--- START Passage given ---

The Confessions of Frannie Langton
Reviews

Frannie Langton (slave, servant, Lady’s maid, whore) finds herself on trial for the murder of her Master and Mistress with no memory of the fateful night. This book is written in the form of her confession that chronicles the story of her life, right from a Jamaican sugar plantation to the streets of London. The many layers of Frannie’s character and her relationship with her Mistress are the two things that are going to stay with me, along with the harrowing descriptions of the atrocities committed on black people on plantations in the name of scientific experiments. It would have been a five-star read but the writing was a little slow for me and the narrative style left me a little confused, as I tried to piece the facts of the mystery together.

3 or 3.5 I don’t fully understand the point of this book— I think I went in expecting one thing and was a bit disappointed when I got another, but that’s more on me, I suppose. I probably would have given this 4 stars if not for my problems with the writing at times. It could get very flowery, and while all the similes, metaphors, and turns of phrases were beautifully written, it was just too crowded. Less can be more. There were also instances where I’d be reading, realize something happened, and then have to go back a paragraph or two to reread what happened because it was written so oddly/abstractly that I didn’t catch it the first time. Overall a really engrossing story, I can’t say I was ever bored.

--- END Passage given ---
--- START Data records ---

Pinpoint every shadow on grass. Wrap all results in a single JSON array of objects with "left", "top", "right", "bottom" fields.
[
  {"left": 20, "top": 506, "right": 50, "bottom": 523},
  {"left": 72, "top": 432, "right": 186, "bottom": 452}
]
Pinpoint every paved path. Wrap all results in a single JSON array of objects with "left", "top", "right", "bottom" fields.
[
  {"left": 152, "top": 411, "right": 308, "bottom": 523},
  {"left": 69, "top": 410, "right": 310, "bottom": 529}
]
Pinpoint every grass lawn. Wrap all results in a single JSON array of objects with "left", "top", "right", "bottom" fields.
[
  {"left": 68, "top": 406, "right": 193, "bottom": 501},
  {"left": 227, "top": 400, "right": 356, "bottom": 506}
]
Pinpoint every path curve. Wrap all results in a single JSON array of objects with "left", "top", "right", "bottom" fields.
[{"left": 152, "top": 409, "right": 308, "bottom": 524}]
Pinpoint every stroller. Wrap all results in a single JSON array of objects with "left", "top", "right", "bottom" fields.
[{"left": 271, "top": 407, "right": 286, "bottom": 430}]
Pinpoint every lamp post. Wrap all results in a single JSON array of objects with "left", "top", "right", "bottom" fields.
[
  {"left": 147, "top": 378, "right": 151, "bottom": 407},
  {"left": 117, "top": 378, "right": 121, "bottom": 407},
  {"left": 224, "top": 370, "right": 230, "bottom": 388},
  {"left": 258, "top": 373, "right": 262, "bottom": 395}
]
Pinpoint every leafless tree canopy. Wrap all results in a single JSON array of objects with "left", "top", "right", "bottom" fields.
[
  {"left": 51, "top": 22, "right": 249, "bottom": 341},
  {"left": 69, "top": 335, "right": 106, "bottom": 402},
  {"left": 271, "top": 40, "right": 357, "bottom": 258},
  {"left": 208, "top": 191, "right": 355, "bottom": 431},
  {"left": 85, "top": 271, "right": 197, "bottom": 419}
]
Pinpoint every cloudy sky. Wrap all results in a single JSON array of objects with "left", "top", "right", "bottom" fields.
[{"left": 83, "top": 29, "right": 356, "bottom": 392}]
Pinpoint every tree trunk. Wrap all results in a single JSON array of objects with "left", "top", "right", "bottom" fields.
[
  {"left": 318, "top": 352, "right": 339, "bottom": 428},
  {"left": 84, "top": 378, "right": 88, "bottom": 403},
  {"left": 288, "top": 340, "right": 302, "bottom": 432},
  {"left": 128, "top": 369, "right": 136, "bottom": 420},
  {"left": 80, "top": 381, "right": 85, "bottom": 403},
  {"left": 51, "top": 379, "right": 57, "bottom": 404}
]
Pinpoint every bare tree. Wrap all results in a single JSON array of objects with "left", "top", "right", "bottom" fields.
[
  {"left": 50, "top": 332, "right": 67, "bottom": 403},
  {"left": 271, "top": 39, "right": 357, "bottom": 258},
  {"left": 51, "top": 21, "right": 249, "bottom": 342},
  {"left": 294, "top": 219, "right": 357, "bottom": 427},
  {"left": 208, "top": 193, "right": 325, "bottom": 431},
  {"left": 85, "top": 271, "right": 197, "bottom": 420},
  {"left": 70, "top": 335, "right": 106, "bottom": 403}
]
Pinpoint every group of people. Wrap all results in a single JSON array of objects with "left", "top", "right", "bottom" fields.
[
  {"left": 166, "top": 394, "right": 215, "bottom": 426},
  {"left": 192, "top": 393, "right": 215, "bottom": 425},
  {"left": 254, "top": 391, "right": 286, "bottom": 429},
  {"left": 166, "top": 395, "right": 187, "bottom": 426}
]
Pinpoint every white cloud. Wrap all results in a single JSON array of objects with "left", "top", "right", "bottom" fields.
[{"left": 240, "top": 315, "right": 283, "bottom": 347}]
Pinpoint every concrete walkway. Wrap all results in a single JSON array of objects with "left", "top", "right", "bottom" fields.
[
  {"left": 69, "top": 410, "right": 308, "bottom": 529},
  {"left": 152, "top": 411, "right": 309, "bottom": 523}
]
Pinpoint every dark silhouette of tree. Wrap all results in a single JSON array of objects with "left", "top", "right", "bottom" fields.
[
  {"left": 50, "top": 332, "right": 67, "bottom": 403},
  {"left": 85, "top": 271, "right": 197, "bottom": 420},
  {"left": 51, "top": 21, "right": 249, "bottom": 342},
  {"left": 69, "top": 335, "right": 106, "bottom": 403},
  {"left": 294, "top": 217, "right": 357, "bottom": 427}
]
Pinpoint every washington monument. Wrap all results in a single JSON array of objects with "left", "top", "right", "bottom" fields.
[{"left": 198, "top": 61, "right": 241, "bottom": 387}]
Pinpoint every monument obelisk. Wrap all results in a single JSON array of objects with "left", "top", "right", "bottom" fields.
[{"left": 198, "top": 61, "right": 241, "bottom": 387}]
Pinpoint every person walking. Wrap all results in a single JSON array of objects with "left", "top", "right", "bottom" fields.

--- END Data records ---

▶ Problems to work on
(1) Reproduce verbatim the passage of the book reviews that begins at the words "3 or 3.5 I don’t" and stops after "was ever bored.".
(2) Answer these questions using the book reviews:
(a) What crime is Frannie Langton on trial for?
(b) Where does her life story begin, according to the first review?
(c) What rating does the second review open with?

▶ Completed exercise
(1)
3 or 3.5 I don’t fully understand the point of this book— I think I went in expecting one thing and was a bit disappointed when I got another, but that’s more on me, I suppose. I probably would have given this 4 stars if not for my problems with the writing at times. It could get very flowery, and while all the similes, metaphors, and turns of phrases were beautifully written, it was just too crowded. Less can be more. There were also instances where I’d be reading, realize something happened, and then have to go back a paragraph or two to reread what happened because it was written so oddly/abstractly that I didn’t catch it the first time. Overall a really engrossing story, I can’t say I was ever bored.

(2)
(a) The murder of her Master and Mistress.
(b) On a Jamaican sugar plantation.
(c) 3 or 3.5.